DOCUMENT SECTION:
────

“Don’t let go of the raft!”
A daughter’s near drowning a year ago in Lake Michigan
By Jacob Wheeler
Sun editor
Sleeping Bear Bay appeared as a sun-kissed, calm pool on Sunday, July 8, 2018. It was just before 10 in the morning and Courtney Kaiser-Sandler had taken her 6-year-old daughter Sofia, her brother Matt’s family who was visiting from Portland, Oregon, and a few family friends to the beach at the Coast Guard Station in Glen Haven.
While the adults were unfolding beach chairs, Sofia, her 6-year-old Sofie and her 10-year-old friend Emma waded into Lake Michigan with Sofia and Sofie sitting in a unicorn floating plastic raft.
“Don’t let go of the raft,” said Emma’s mom, Angela. And at that moment, Sofie jumped off and for just a second, Emma, the older girl did just that.
Suddenly, a strong south wind began carrying Sofia’s unicorn floatie offshore at a clip too fast for the adults to catch her—away from the safety of shore and into the deep, cold blue.
Courtney and Angela gave chase, as did a 24-year-old man nearby on the beach who happened to be a lifeguard.
“I just can’t get to her!” screamed Angela, as their legs felt colder and colder the deeper they swam, and the sand felt like mud, depriving them of traction.
Before the adults knew it, they too were unable to touch the bottom, and turned to swim back to the beach.
“Courtney’s brother Matt, who came swimming within 10 feet of Sofia, yelled out, “Whatever you do, don’t let go of the raft!”
The girl, floating alone now into open Lake Michigan, was wearing sunglasses but no life jacket. She calmly held on to the floatie’s handles.
Courtney returned to shore and grabbed her cell phone, while her friend Jed Wakeham ran to look for a nearby ranger for help. She instinctively called her friend Andy Metheny, who works for the Coast Guard in Traverse City. “Sofia’s alone on Lake Michigan and I can’t get to her!” she shouted. He routed the call to 911 dispatch and the Traverse City Coast Guard.
By that time, Sleeping Bear Dunes National Lakeshore ranger Andy Blake had joined her on the beach. Through his binoculars they watched Sofia on the unicorn, drifting away.
“I kept saying to myself and to her, ‘Whatever you do, Sofia, don’t let go of raft’,” remembered Courtney.
As she talked to Coast Guard dispatch, who was now on the line with the Glen Lake Fire Department, Courtney kept turning to the ranger with the binoculars, asking “can you see her in the raft?”
“I just needed to know she was still on the raft,” Courtney reflected a year later. “I knew that if she fell off, that would be it.”

────

MATERIAL:
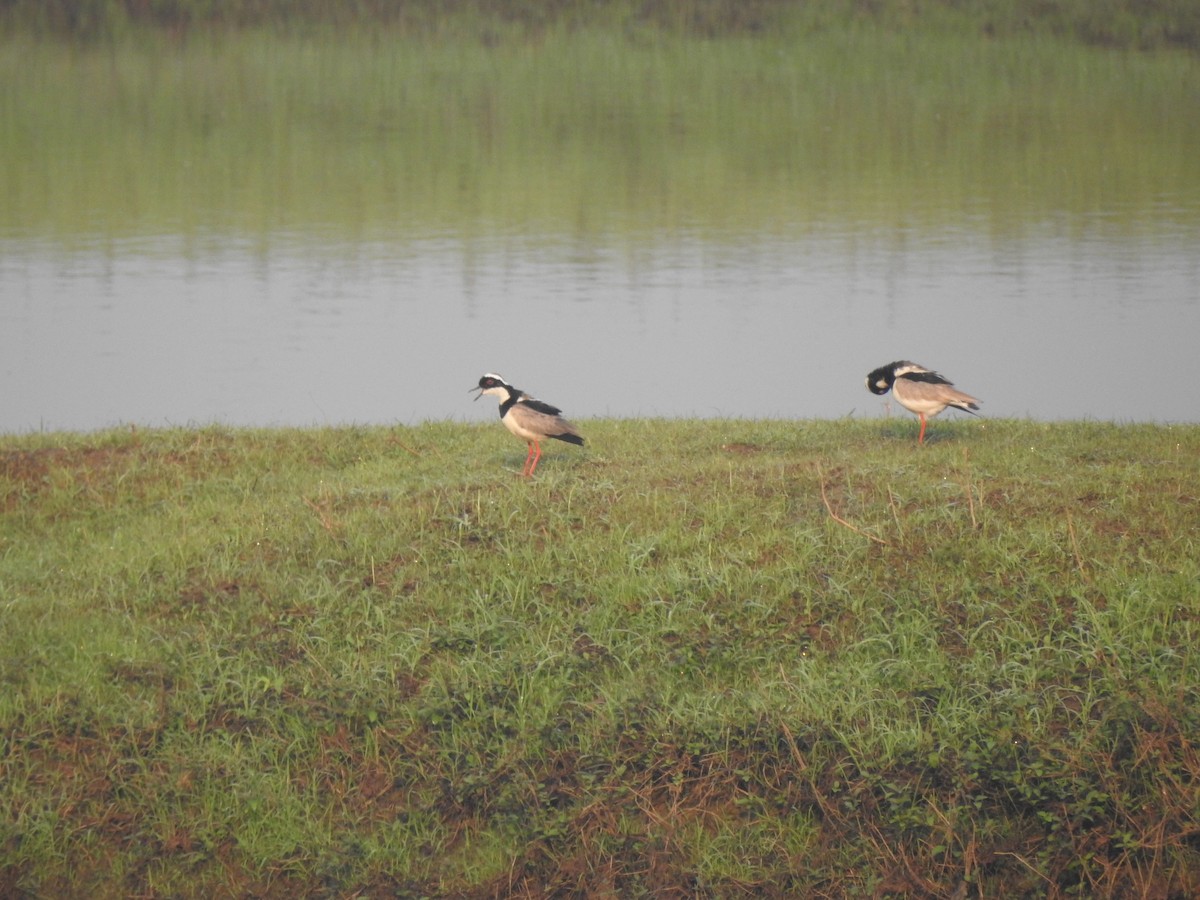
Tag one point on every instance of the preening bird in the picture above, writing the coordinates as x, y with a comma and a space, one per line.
528, 419
919, 390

────

GIVEN REQUEST: Write out the stretch of the Lake Michigan raft article from "Courtney and Angela" through "to the beach.", copying it word for word. The lines have nothing to do with the article.

SOLUTION FOR THIS TASK:
Courtney and Angela gave chase, as did a 24-year-old man nearby on the beach who happened to be a lifeguard.
“I just can’t get to her!” screamed Angela, as their legs felt colder and colder the deeper they swam, and the sand felt like mud, depriving them of traction.
Before the adults knew it, they too were unable to touch the bottom, and turned to swim back to the beach.